== EXERCISE INSTRUCTIONS ==
From the Budapest essay below, extract the passage that begins with the words containing "In December of" and ends with "1944 – March 1945.", copying it character for character.

In December of last year, I got to make a sort of pilgrimage to Budapest. Because I worked on a play about the city (Maria Irene Fornés’s The Danube), I had read about its history. As a socialist I wanted to see a place that fascism, then communism, had transformed.
My friend and I said our prayers at the Shoes on the Danube Bank, a monument made of iron shoes, strewn as if just removed. Installed by sculptor Gyula Pauer and conceived by Can Togay, the monument honors the memory of the Jews forced to remove their shoes before being shot into the river by Arrow Cross, the fascist party which governed Hungary from October 1944 – March 1945.
In the Jewish Quarter, we walked the streets along the path of the former ghetto wall, and we spent hours in the Dohány Street Synagogue, the largest in Europe and one of the only to survive the Nazi occupation. A mass grave is within its walls, as are monuments and memorials to various antifascists who hid Jewish families or helped them cross the border. The exhibits on the museum floor show a fierce survival, naming those brave enough to sequester artifacts and letters in hidden places to ensure a record of Jewish life in Hungary.
We also took the subway to a bus on the outskirts of Budapest, and that bus to a tourist attraction called Memento Park. Its name sounds grandiose or at least pastoral, but in truth Memento Park is a bare grass lot surrounded by a low brick wall on the side of a two-lane road in the Hungarian countryside. Across the parking lot from the low wall is a wide, half-story structure large enough to walk around on, topped by a pedestal with human-size iron boots; the remainder of what was once an iron Joseph Stalin of a truly staggering scale.

== ENTRIES SHOWN ==
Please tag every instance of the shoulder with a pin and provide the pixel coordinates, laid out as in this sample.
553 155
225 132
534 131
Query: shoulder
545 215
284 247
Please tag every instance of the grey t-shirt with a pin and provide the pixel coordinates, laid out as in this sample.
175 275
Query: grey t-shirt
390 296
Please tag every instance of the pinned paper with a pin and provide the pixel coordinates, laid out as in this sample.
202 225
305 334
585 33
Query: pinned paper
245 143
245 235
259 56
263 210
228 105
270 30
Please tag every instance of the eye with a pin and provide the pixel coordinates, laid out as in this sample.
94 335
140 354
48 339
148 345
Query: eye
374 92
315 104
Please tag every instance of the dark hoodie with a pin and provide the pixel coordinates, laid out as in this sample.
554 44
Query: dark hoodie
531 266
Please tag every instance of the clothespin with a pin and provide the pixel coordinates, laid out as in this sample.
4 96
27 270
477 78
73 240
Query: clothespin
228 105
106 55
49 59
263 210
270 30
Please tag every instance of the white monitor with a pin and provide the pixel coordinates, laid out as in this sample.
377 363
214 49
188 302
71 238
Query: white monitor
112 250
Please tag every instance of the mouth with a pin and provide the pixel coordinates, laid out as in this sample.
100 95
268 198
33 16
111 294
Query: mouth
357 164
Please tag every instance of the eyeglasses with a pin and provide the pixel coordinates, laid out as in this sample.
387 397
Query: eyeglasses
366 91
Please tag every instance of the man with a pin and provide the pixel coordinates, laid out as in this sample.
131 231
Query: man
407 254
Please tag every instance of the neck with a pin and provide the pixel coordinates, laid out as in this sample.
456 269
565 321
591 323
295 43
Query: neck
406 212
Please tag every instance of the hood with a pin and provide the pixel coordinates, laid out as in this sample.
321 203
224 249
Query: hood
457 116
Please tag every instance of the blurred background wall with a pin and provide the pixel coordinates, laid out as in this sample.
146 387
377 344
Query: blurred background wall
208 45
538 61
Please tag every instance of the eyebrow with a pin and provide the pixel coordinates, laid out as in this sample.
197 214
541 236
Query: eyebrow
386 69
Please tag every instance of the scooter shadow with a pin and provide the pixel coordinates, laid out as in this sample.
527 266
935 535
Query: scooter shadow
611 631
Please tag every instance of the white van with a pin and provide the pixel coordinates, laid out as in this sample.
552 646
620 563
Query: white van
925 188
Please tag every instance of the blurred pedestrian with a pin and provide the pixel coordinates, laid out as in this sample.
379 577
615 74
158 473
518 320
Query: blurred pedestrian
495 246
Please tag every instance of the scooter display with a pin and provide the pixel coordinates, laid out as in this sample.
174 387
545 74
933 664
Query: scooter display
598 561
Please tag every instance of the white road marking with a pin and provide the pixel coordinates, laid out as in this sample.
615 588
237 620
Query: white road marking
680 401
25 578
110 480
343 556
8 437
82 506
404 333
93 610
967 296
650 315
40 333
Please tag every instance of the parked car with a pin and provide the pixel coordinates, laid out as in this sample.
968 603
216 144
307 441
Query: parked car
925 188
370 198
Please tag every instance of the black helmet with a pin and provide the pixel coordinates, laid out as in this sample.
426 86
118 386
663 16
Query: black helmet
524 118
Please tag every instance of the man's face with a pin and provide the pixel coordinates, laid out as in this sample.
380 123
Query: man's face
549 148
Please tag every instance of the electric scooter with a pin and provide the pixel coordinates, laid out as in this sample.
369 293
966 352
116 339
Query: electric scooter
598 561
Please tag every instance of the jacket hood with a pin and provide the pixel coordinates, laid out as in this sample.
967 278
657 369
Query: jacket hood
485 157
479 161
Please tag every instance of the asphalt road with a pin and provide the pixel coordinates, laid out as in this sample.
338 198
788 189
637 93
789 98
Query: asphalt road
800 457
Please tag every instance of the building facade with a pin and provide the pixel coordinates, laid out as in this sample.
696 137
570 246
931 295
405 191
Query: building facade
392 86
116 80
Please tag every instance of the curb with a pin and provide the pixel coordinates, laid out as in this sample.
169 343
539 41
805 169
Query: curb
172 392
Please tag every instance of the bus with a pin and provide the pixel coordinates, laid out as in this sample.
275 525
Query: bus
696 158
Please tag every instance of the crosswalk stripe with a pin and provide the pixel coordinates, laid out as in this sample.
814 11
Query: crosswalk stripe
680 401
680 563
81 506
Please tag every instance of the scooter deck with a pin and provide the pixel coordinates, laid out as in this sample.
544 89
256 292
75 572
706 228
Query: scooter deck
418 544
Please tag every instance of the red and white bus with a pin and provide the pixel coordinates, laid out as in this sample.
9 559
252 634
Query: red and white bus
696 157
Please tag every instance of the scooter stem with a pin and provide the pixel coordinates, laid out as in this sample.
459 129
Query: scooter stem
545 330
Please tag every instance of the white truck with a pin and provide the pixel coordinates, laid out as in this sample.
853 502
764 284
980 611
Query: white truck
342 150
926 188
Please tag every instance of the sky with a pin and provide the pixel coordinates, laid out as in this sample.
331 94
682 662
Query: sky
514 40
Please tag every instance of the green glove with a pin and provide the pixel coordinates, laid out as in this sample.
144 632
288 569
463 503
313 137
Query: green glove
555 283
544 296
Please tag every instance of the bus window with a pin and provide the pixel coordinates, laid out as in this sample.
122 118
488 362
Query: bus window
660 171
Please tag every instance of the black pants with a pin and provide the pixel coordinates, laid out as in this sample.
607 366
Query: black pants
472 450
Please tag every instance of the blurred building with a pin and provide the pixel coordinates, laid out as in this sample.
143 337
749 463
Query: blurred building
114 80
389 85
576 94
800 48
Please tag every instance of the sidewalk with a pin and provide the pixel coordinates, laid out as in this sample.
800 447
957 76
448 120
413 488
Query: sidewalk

== TASK RESULT ==
In December of last year, I got to make a sort of pilgrimage to Budapest. Because I worked on a play about the city (Maria Irene Fornés’s The Danube), I had read about its history. As a socialist I wanted to see a place that fascism, then communism, had transformed.
My friend and I said our prayers at the Shoes on the Danube Bank, a monument made of iron shoes, strewn as if just removed. Installed by sculptor Gyula Pauer and conceived by Can Togay, the monument honors the memory of the Jews forced to remove their shoes before being shot into the river by Arrow Cross, the fascist party which governed Hungary from October 1944 – March 1945.